» Job: Without the images, write out the whole listing exactly.

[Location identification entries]
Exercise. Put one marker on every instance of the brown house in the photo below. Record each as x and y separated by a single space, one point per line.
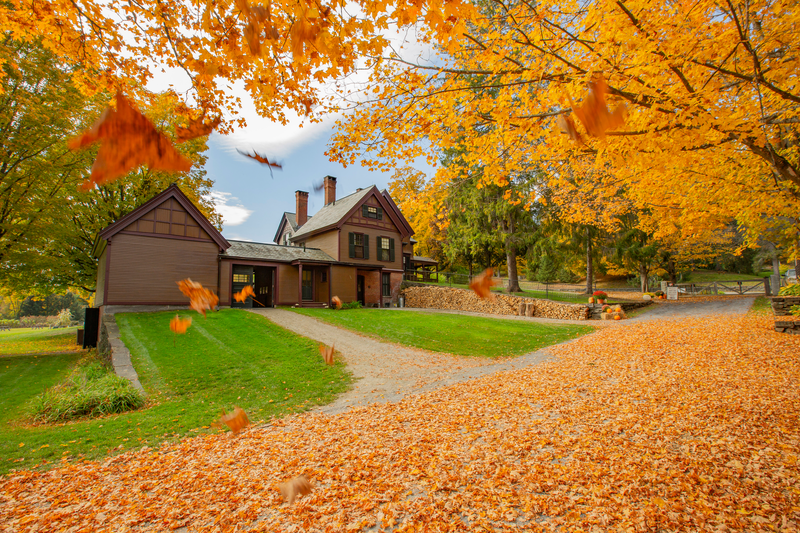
354 247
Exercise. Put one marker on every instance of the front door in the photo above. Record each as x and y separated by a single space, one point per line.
308 285
360 290
242 277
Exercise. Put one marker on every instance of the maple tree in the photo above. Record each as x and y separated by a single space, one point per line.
710 134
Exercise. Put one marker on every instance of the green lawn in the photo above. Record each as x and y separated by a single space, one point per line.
231 358
24 341
455 334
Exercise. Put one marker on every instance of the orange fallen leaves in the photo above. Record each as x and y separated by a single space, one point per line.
128 139
200 298
244 293
482 284
196 128
327 353
180 325
263 160
686 425
298 486
236 421
593 113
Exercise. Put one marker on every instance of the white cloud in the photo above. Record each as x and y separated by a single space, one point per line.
233 213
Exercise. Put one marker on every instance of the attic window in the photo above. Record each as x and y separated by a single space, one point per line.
369 211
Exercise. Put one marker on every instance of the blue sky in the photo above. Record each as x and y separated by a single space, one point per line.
251 201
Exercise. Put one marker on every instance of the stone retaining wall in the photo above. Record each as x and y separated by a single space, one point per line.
431 297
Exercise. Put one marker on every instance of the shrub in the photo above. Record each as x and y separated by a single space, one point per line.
91 390
790 290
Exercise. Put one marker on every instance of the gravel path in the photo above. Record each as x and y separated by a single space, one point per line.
387 372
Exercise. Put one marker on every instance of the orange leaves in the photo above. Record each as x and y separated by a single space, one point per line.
258 18
128 140
242 296
298 486
200 298
196 128
593 113
327 353
482 284
263 160
180 325
236 421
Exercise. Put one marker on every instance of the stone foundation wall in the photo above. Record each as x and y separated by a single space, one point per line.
428 297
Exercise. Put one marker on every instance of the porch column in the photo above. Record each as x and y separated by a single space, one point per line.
300 284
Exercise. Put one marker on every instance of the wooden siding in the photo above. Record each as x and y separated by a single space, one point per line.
328 242
287 284
373 246
169 218
101 279
225 283
344 282
384 224
146 269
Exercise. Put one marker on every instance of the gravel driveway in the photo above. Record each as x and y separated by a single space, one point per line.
387 372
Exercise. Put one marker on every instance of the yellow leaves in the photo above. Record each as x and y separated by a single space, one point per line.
200 298
128 139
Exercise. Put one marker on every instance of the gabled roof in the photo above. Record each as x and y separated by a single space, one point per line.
170 192
287 218
275 252
336 213
397 211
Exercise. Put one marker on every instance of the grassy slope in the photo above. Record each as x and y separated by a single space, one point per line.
231 358
456 334
39 341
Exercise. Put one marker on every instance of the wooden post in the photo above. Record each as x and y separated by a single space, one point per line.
300 284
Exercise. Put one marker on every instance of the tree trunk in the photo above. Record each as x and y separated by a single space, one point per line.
589 264
511 260
643 275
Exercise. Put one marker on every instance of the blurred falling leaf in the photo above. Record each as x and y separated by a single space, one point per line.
594 114
196 128
482 284
200 298
327 353
242 296
299 486
237 420
180 325
128 139
263 160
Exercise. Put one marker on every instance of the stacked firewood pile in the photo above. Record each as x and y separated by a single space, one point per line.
465 300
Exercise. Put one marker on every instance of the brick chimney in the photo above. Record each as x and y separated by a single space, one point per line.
329 182
301 209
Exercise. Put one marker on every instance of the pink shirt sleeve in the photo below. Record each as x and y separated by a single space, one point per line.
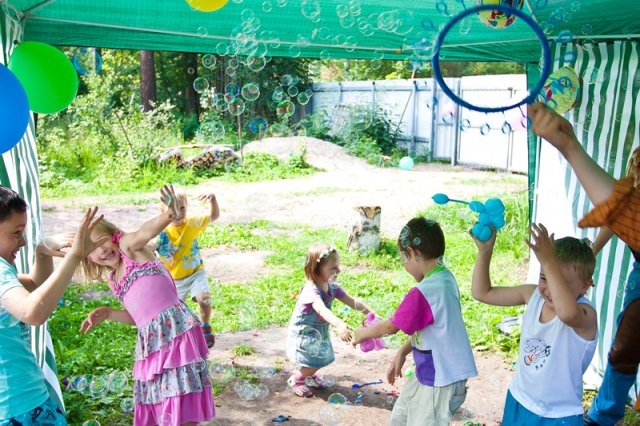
413 314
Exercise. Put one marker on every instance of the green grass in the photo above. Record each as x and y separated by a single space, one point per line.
378 279
128 182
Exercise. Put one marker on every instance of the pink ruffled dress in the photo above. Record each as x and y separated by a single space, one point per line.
172 384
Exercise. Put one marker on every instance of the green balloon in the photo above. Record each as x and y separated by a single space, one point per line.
46 74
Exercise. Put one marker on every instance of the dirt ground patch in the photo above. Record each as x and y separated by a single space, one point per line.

» Reply to the exercise:
Exercise. Put one marker on every instance of the brown house in the photo below. Record each as x and y separated by a single space, one point per line.
354 247
Exercise. Put one marker on every instance of the front door in the photo above. Record each as x and y separated by a single space, one point per line.
308 285
360 290
242 277
Exercise. Put one marker on every instance of the maple tree in the photo above. Record each as x and y separated by a single space, one point per line.
710 134
Exercise. Put one marker on every instance of the green lawn in the photo above. Record each as x and y separated by a single space, one point per line.
231 358
24 341
455 334
Exercise. Put one marker on every instance of the orange fallen leaves in the photo above. Record each as x and y separated by a single space, one point per line.
128 139
200 298
244 293
482 284
196 128
327 353
180 325
263 160
686 425
298 486
236 421
593 113
Exercise. Put one marker on every instance of the white cloud in the photo above. Record each as x and y separated by a single space, one point per line.
233 213
Exercise. Put one marker on every instance of the attic window in the photo above. Record each as x and y separated by a single space, one point per line.
369 211
Exercise. Put one marker on every instance of the blue sky in the photo above. Record each as x and y separated by a single space, one point per line.
251 201
Exercise. Put one marker on every instance of the stone retaining wall in the photo above. Record each as x and y separated by a single space, one point per line.
431 297
Exercise. Put one marker on every instance of the shrub in the photo above. Record each as x and y separated by a single space, one point per line.
91 390
790 290
Exercise. Put one marker on every instance of the gravel path in the photo above. Record each as x and y separated by a single space, one point per line.
387 372
Exercise. Put one marker on every instance of the orange leaves in the photo above. Record each as x and y separated by a single space, one point per line.
258 18
128 140
242 296
298 486
200 298
196 128
593 113
327 353
482 284
263 160
180 325
236 421
Exercise. Put one marker on every instance of the stone foundation wall in the photo above. Record each as x and y separated by a single space, one point per line.
428 297
Exercise. Put one marker on every instance of the porch column in the photo above. Record each as x and y separated by a single space, one point per line.
300 284
Exercise. Put one marker on every instance of the wooden siding in the photo above. Record each as x and y separated by a single space, one point per line.
328 242
287 284
373 246
169 218
101 279
225 283
344 282
384 224
146 269
Exercise. Put one marker on every instance of the gravel driveway in the photo above. Record each as x and y separated by a single space, one point per line.
387 372
Exercise. Put one marker on every instance of the yellow leaves in the photo above. Record each as x and y separated by a single space, one point per line.
200 298
128 139
Exercise. Put one marker on every instance of the gabled roof in the photo above. Record each as x and y separated by a single space, one point per line.
170 192
287 218
275 252
336 213
397 211
Exercise. Put one marker on every instance of the grassy slope in the photo above. Record each as x and y separated by a single space, one point per line.
231 358
456 334
39 341
Exercise. Put one marker on every instance of the wooden post in the photo above. Record each as x and y separated by a single space, one point per line.
300 284
Exercise. Put one marker on every instance of the tree trunk in the photo above. Record each as x and y separated by a single space, one point per line.
589 264
511 260
643 275
Exercise. Put one marker on every instance of the blurred falling leaf in the photo above. Record each as x and y separated by a single space, one point per line.
594 114
196 128
482 284
200 298
327 353
242 296
299 486
237 420
180 325
128 139
263 160
Exercise. Put one marker on every instance of the stacked firewood pile in the photo above. Record each as x and y separated by a single space, one point per line.
465 300
Exercise. Put one marker on every instance of the brick chimney in the photo above. Record each as x and y separated by a single space, one point per line.
329 182
301 209
Exercise. Put one marker on every instance of the pink shirt sleeve in the photo below. Record each as x and y separated by a single space, one point per line.
413 314
Exercise. Put one marker on every instance of the green grass in the photo above. Record each as x and y separated by a single space, one point per line.
378 279
128 182
Exercise. Put one marker on every instance of the pink ruffled dress in the photo above. Record each as x and y separated by a single space, one point per line.
172 384
Exercise. Put one marker on every instance of the green balloon in the photo above. Record each as x and y separated by a single space, one point per line.
46 74
Exercise. Put one marker on every instance of the dirt ground patch in the photo above. Record each as x and y separated by a single space, one point per line.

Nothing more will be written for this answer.